Location identification items:

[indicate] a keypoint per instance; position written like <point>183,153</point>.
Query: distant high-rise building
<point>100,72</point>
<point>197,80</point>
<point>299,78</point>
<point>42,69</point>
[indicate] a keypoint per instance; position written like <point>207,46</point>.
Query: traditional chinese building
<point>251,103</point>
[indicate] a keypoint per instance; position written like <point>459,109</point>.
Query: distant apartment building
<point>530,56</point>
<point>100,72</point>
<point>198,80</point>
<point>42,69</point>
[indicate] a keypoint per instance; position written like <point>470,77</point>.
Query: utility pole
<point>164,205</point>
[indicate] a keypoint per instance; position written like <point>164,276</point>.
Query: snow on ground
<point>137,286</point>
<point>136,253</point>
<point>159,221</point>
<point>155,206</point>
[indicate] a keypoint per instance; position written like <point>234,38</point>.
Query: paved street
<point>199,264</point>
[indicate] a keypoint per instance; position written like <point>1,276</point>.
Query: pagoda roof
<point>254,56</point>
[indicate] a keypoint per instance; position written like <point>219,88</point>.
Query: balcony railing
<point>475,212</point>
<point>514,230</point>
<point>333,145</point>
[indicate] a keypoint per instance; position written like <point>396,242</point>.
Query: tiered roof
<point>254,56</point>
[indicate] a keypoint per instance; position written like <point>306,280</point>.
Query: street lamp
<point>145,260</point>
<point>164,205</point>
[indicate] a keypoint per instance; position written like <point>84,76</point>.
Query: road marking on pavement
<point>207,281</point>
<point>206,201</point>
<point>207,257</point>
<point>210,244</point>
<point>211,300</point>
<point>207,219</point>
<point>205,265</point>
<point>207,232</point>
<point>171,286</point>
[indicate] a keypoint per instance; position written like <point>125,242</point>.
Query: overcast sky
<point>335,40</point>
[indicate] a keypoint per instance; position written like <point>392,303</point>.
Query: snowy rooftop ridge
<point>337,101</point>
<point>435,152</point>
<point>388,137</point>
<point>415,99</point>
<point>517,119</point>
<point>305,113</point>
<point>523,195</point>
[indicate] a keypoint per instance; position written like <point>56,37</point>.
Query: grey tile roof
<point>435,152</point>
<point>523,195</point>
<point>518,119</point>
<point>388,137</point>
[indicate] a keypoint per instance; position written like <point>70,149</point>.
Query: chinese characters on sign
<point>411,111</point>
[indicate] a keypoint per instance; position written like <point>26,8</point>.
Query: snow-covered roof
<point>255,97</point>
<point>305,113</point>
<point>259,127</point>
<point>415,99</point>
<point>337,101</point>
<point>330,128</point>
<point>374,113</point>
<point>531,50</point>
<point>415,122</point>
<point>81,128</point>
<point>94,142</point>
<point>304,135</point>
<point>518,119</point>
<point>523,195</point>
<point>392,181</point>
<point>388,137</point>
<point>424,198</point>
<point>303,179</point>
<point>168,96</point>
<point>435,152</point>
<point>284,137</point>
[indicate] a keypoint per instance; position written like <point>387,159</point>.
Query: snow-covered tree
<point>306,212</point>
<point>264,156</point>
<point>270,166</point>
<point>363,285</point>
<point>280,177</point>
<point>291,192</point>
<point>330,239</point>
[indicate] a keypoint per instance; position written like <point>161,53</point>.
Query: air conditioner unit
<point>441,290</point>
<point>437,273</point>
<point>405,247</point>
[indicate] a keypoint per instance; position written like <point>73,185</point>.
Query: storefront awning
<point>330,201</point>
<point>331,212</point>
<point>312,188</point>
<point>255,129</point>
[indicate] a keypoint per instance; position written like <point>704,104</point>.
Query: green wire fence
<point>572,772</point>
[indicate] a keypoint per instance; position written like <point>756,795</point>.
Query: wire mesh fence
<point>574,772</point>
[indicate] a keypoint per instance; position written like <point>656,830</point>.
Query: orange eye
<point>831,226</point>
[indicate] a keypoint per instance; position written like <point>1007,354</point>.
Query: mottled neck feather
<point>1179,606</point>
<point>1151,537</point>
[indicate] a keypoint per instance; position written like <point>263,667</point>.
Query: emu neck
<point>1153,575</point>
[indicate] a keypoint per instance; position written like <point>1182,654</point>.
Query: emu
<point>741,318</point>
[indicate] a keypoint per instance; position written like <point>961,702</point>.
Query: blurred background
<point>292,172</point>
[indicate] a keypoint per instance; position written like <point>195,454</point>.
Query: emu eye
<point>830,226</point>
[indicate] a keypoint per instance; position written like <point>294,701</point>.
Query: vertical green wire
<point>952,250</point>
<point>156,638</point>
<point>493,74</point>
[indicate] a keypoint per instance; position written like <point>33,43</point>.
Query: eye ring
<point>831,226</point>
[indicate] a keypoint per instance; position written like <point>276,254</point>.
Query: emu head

Stated exercise:
Write out, word for word, every line from the one containing "written like <point>263,667</point>." through the last line of the records above.

The completed task:
[indicate] a keypoint per instance; position written like <point>263,667</point>.
Query: emu neck
<point>1153,575</point>
[indicate] a keypoint per instance; position written like <point>1182,654</point>.
Query: emu
<point>741,318</point>
[indicate] a keypoint per instance; position written like <point>961,702</point>.
Query: blurred background
<point>292,172</point>
[indicate] a keypoint per instance; position written like <point>195,454</point>.
Query: emu eye
<point>830,226</point>
[indicate] a keypoint per instance; position written like <point>294,701</point>.
Query: vertical green wire
<point>952,250</point>
<point>156,638</point>
<point>493,74</point>
[indicate] a keypoint per instance; position written like <point>33,43</point>.
Query: eye ring
<point>831,226</point>
[indicate] a keypoint per instance; position written like <point>276,254</point>.
Query: emu head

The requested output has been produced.